Turn the part of the material that opens with the line containing "Would you please pick out the rectangular" and closes with the line containing "point(904, 362)" into a numbered list, one line per item, leaving out any blank lines. Include both end lines and nothing else.
>> START
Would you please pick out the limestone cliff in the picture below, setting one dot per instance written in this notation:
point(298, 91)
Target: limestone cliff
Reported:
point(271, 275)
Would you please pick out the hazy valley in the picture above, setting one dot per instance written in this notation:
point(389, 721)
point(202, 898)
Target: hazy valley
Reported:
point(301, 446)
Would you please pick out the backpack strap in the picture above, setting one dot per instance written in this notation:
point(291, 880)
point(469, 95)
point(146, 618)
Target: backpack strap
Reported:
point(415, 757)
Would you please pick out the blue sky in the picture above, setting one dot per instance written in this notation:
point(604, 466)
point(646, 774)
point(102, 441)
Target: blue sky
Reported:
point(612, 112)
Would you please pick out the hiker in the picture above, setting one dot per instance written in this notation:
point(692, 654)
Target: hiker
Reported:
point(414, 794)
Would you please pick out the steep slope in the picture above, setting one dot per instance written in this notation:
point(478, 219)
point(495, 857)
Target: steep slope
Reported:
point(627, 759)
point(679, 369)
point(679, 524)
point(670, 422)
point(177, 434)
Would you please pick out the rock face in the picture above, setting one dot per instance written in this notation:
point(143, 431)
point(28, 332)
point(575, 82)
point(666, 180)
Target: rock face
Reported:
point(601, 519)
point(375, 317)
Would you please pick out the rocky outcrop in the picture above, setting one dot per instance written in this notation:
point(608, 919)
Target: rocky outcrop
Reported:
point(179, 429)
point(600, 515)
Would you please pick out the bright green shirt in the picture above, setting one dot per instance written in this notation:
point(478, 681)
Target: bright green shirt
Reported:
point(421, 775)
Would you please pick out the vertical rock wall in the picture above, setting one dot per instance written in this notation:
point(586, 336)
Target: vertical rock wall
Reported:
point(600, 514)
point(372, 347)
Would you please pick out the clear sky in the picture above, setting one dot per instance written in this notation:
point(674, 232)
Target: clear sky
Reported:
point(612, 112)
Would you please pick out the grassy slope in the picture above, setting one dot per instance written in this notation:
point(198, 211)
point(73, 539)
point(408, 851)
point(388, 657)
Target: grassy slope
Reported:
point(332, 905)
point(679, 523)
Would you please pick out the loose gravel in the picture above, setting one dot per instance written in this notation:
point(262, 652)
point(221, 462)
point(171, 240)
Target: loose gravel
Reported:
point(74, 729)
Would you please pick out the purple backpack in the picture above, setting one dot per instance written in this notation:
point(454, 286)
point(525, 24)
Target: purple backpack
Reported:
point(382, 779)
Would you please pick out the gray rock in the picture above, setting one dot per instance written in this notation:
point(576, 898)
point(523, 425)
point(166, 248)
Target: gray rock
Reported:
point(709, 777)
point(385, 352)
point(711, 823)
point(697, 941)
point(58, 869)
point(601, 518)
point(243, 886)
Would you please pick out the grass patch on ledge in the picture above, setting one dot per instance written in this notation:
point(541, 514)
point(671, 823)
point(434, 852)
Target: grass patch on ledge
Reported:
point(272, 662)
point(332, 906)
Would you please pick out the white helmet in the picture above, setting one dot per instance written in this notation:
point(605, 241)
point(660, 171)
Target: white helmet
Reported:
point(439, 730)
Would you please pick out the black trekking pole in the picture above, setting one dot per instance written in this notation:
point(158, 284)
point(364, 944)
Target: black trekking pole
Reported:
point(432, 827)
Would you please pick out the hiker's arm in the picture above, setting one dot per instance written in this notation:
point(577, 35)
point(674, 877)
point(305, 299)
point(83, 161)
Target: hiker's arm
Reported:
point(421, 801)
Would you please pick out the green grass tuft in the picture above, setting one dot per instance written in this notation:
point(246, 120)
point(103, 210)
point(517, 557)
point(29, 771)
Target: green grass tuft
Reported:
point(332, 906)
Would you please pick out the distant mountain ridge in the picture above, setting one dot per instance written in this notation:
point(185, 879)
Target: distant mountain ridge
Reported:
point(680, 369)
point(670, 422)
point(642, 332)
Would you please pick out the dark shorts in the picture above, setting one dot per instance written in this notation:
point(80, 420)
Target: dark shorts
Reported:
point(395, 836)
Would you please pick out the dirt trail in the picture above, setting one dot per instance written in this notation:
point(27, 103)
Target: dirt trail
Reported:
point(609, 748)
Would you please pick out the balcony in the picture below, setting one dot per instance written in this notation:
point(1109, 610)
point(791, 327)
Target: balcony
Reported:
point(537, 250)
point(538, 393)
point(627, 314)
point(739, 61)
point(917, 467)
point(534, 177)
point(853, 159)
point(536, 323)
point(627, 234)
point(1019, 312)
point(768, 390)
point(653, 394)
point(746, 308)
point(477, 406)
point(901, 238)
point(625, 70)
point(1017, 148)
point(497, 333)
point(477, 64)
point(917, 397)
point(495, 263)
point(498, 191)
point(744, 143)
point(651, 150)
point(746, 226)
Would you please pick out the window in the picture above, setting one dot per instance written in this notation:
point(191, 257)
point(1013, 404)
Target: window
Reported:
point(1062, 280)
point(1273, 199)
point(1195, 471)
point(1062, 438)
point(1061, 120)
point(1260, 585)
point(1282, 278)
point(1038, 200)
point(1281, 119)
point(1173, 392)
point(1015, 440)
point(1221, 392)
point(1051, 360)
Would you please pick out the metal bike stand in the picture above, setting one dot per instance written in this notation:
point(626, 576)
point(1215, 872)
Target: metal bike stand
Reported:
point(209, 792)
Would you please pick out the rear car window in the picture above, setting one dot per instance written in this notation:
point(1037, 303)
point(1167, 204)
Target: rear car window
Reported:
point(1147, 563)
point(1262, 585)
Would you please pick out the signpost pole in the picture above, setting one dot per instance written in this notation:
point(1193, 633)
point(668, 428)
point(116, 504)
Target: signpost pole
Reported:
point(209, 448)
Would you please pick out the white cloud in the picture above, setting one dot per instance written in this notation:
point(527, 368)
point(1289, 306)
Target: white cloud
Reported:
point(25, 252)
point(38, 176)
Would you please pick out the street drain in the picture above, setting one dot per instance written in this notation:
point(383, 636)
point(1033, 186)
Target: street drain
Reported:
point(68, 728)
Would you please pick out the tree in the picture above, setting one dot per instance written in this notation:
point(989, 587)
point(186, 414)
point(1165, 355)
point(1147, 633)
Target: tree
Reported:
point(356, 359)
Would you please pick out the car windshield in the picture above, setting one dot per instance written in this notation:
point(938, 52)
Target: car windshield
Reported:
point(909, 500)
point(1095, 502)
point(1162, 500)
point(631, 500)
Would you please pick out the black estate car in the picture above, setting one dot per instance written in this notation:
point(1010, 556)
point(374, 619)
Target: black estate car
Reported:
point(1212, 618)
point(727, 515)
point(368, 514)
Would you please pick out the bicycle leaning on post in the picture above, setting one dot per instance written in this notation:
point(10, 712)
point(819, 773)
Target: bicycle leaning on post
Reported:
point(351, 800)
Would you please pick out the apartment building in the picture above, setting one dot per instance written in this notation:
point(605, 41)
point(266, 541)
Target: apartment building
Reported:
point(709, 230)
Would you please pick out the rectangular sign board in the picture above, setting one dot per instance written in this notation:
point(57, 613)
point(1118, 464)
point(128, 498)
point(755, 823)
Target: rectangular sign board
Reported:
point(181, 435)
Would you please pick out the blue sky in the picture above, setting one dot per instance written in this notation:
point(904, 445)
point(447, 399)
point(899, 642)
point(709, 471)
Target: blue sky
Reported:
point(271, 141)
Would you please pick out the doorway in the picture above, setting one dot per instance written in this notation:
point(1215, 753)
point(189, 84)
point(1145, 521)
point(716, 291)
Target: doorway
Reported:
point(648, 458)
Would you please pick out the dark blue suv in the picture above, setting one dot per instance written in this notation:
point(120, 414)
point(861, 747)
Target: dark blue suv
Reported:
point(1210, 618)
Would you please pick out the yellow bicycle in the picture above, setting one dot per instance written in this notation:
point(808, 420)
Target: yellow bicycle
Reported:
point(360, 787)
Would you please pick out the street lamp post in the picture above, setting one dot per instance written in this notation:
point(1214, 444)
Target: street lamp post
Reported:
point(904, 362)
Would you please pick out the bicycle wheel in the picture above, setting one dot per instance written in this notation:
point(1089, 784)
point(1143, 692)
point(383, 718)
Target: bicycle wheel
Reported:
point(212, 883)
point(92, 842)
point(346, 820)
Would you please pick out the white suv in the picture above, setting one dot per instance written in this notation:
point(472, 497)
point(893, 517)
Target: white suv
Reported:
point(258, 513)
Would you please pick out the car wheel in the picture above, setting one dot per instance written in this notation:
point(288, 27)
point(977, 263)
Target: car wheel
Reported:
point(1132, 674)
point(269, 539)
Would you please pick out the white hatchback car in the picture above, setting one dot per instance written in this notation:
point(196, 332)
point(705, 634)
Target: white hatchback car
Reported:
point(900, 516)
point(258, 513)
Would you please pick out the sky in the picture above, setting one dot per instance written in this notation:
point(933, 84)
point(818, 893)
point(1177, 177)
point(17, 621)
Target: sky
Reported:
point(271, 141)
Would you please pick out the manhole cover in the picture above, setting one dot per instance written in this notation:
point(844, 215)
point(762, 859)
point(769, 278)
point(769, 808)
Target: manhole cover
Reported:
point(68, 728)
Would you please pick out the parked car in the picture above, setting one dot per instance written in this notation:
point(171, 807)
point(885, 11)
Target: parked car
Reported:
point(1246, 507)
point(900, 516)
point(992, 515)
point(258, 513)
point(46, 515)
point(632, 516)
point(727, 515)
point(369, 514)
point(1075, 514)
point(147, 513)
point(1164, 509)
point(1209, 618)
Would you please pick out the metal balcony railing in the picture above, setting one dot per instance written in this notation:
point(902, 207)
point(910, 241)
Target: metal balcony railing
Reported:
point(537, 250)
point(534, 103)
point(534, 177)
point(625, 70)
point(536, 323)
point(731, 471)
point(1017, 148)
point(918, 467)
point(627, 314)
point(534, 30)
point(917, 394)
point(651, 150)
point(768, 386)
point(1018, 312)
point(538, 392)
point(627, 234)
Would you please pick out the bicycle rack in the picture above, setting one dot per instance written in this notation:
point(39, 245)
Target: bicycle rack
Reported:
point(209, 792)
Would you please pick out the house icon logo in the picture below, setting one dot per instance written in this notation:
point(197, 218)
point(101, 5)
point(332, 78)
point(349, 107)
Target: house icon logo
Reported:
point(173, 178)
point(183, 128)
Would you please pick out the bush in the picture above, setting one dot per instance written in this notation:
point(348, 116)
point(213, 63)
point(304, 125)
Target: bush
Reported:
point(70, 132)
>> END
Reply to the exercise.
1. Would you please pick out the rectangular sign board in the picture above, setting one dot per instance written in this notation:
2. point(57, 613)
3. point(1118, 464)
4. point(128, 498)
5. point(755, 823)
6. Target: rectangular sign board
7. Reported:
8. point(181, 435)
9. Would you please pick out the blue sky in the picture above, setting one dot per instance written in this notation:
10. point(904, 445)
11. point(447, 399)
12. point(899, 642)
13. point(709, 471)
14. Target: blue sky
15. Reported:
16. point(271, 141)
17. Would you please pick out the doorway in the picture above, setting one dot per instance written in this notation:
18. point(1215, 753)
19. point(189, 84)
20. point(1145, 521)
21. point(716, 291)
22. Target: doorway
23. Reported:
24. point(648, 458)
25. Would you please pick out the dark blue suv in the picture above, setting one dot per instance written in this notation:
26. point(120, 414)
27. point(861, 747)
28. Target: dark blue suv
29. Reported:
30. point(1210, 618)
31. Would you please pick out the yellow bicycle in the picture above, setting one dot per instance written in this notation:
32. point(808, 420)
33. Target: yellow bicycle
34. Reported:
35. point(360, 787)
36. Would you please pick out the street lamp post in the picture above, setting one dot per instance written in this notation:
37. point(1214, 444)
38. Target: street lamp post
39. Reported:
40. point(904, 362)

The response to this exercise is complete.